# Matagorda - Oilmans tourn.



## yakfishin (Dec 8, 2005)

Well if you like wind and muddy water you would be in heaven. The most irritating thing of the whole trip was the size of shrimp that the bait shop in the HARBOR was selling, they were about 1 1\2 " long at the most. We might have had 6 shrimp in a quart that were usuable. Caught a few Gafftops in the 5 lbs. range and some under size trout and reds. I really feel sorry for the guys that have to fish it all weekend, it was truely brutal. A question for everyone, is there a size limit on what shrimper can keep? On a more positive note, caught some fish and was not at work. 

Yakfishin


----------



## Spec-Rig.006 (Nov 2, 2007)

You an oil man yakfishin ... ?


----------



## yakfishin (Dec 8, 2005)

No, my brother does all the electrical and tables and chairs out there. My dad is an Oil man ( sells drilling bits).


----------



## 21tv (May 26, 2004)

yep, the shrimp size changes every few weeks, a couple of weeks ago I stood over the bait tanks and could have potlicked a dozen for the grill in no time, it's where they drag and when, a little bit of who mixed in there also


----------



## Diamond Jen (Jan 3, 2008)

You can get EXCELLENT dead shrimp at Buddy's Seafood (across the street from the Shell station). They have really good sized shrimp - far more effective than the little shrimp you are getting at the bait shop. Live/dead - unless you are triple tailing, should work the same. 

However, you can do just as well on Gulp. They sell them at Russell's, Rawlins or Stanley's and probably a bunch of other places too! Nonetheless, depending on the depth of the water, toss Gulp under a popping cork (trout rig) and get busy! You will catch fish! 

Now, if you are wading or running shallow, toss a super spook jr. I have a lot of success on topwaters wading Gorda no matter what the water looks like. 

Good luck! Keep us posted!


----------



## 6.5 shooter dude (Jan 8, 2008)

My tournament partner guided in it today he just called an said they didn't get to the bay till 10am he said there was like 1600 people in the tournament. he also said it was a tough day only two keeper reds


----------



## kingfisherred (Aug 12, 2005)
——————
**Directions**:
1. Give the username of each person who has a post header in the Matagorda fishing thread, listing each name only once.
2. Carry on the Matagorda fishing thread by writing the post that belongs under its last header.
None of the rows are needed here.

Rows from a point labeling set:
——————
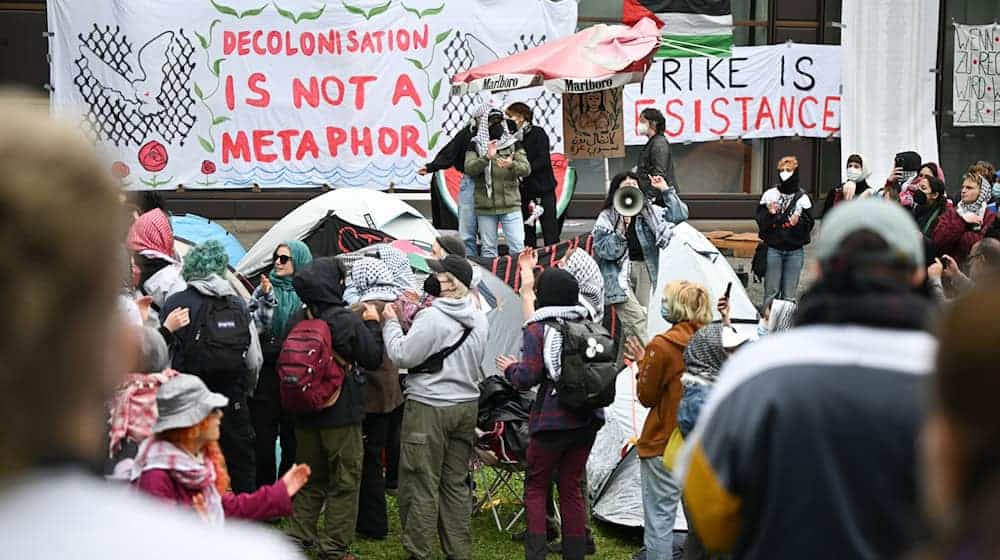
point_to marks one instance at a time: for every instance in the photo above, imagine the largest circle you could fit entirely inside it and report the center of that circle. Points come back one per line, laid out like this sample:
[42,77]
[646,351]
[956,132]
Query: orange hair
[185,438]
——————
**Responses per task**:
1. yakfishin, Spec-Rig.006, 21tv, Diamond Jen, 6.5 shooter dude, kingfisherred

2.
*Shrimp size*



yakfishin said:


> Well if you like wind and muddy water you would be in heaven. The most irritating thing of the whole trip was the size of shrimp that the bait shop in the HARBOR was selling, they were about 1 1\2 " long at the most. We might have had 6 shrimp in a quart that were usuable. Caught a few Gafftops in the 5 lbs. range and some under size trout and reds. I really feel sorry for the guys that have to fish it all weekend, it was truely brutal. A question for everyone, is there a size limit on what shrimper can keep? On a more positive note, caught some fish and was not at work.
> 
> Yakfishin


There is no limit to the size of shrimp a shrimper can catch or sell, they are only limited by the mesh size of their nets, which is set by TP&W.


----------



## boashna (May 28, 2004)

good job, the biggest trout on my boat was caught with a small shrimp. Here in houston most fish are below 20 inch and this one was 29.5.


----------



## salty angler (Jun 13, 2007)

Anyone know what the leader board looks like?


----------



## yakfishin (Dec 8, 2005)

boashna, 
I'm not talking about small shrimp  I am talking about shrimp that WILL NOT go on a hook.  I would have killed for a small shrimp. This small (.................) 
I actually, I just went down for one night and one day. My brother is still down there for the whole tournament, I will try to get a report form him.


----------



## Porky (Nov 1, 2006)

Wait a few weeks and they will have grown large enough for bait, It's not the bait shops fault. Blame it on mother nature. On the other hand I have had shrimp so big that some of the trout I was catching had black eyes and or bloody lips!


----------



## yakfishin (Dec 8, 2005)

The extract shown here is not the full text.